An exact transcription of all the data is the expected reply.
==== Dataset entries
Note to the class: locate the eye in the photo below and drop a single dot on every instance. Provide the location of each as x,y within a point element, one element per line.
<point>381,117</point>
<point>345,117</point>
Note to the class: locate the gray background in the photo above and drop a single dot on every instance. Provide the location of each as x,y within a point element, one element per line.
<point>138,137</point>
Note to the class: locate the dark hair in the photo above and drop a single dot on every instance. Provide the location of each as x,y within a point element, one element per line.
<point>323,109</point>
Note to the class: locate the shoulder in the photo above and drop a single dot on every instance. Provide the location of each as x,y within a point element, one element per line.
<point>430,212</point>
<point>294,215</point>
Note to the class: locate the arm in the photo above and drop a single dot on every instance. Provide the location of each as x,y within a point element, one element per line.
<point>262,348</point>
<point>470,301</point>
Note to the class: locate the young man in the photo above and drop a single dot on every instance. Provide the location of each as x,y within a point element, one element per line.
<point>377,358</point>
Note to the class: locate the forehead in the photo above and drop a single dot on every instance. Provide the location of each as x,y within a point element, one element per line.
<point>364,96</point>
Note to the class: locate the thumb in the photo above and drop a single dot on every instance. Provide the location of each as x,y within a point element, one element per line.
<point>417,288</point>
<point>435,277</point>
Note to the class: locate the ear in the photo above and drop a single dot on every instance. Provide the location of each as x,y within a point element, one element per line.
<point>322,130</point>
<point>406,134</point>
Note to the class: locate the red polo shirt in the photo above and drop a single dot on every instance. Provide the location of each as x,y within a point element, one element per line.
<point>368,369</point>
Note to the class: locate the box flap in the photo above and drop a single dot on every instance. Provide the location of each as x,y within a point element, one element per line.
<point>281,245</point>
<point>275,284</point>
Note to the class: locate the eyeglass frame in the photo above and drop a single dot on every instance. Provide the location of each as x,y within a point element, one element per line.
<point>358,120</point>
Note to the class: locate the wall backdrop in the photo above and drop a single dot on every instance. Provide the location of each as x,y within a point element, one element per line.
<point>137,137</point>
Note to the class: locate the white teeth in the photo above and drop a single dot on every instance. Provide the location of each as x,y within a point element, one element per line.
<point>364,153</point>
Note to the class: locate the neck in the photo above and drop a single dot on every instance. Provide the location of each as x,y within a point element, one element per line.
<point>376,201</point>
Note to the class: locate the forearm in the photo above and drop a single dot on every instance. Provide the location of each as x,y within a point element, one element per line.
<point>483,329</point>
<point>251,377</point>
========
Completed exercise:
Note to the class: locate the eye in the photo below and drop a single dot on every instance. Provide the location of each as x,y within a point element, one element per line.
<point>381,117</point>
<point>345,117</point>
Note to the class: locate the gray background in the photo above and drop a single dot on every instance. Provide the location of each as x,y within a point element, one element per line.
<point>138,137</point>
Note to the class: locate the dark hair in the photo above and drop a single dot on every instance. Provide the location of each as x,y within a point element, one element per line.
<point>323,109</point>
Note to the class: locate the shoulder in the photo above and drop a single dot on every instance. Provide the location of each as x,y within a point element, one element per line.
<point>430,212</point>
<point>294,215</point>
Note to the class: locate the arm in the photo above and drop a single dot on every instance. Provide the location of each as x,y within a point element, one element per line.
<point>262,348</point>
<point>470,301</point>
Note to the class: locate the young man in the photo above and drop a single dot on every instance. Provide the location of each as x,y within a point element, one element per line.
<point>377,358</point>
Note to the class: locate the forehead in the photo above and drop a single dot on every instance. Provide the location of each as x,y within a point element, one element per line.
<point>364,96</point>
Note to the class: locate the thumb in the photo above and drop a single dot on every instance. Provide the location of each as x,y within a point element, one element per line.
<point>417,288</point>
<point>435,277</point>
Note to the class: locate the ear in the photo above and drop a single dot on every instance. Provide the location of each as x,y within a point element, one element per line.
<point>322,130</point>
<point>406,134</point>
Note to the class: locate the red polo shirt in the photo above and drop a single dot on every instance. Provide the location of each as x,y within a point element, one element per line.
<point>368,369</point>
Note to the class: locate the box flap in the photo above and drop a single dot on every instance. Provide the location of each as x,y within a point element, one element per line.
<point>281,245</point>
<point>275,284</point>
Note to the class: locate the eyeglass frame in the photo above and drop a single dot on every instance. Provide the location of each as x,y within a point element, one element per line.
<point>358,120</point>
Note to the class: locate the wall backdrop in the photo above and drop a single dot on every instance. Provide the location of each as x,y within a point element, one element per line.
<point>137,137</point>
Note to the class: locate the white teeth in the photo above and drop a single dot on every instance. Provide the location of each as x,y within a point element, one element per line.
<point>364,153</point>
Note to the class: locate the neck in the photo above and drop a single dot on every instance. Provide the location of each as x,y within a point element, one element per line.
<point>376,201</point>
Note to the class: locate the forearm in the photo above and drop a single dot on every instance. Provide the location of each as x,y within a point element, one element per line.
<point>483,329</point>
<point>251,377</point>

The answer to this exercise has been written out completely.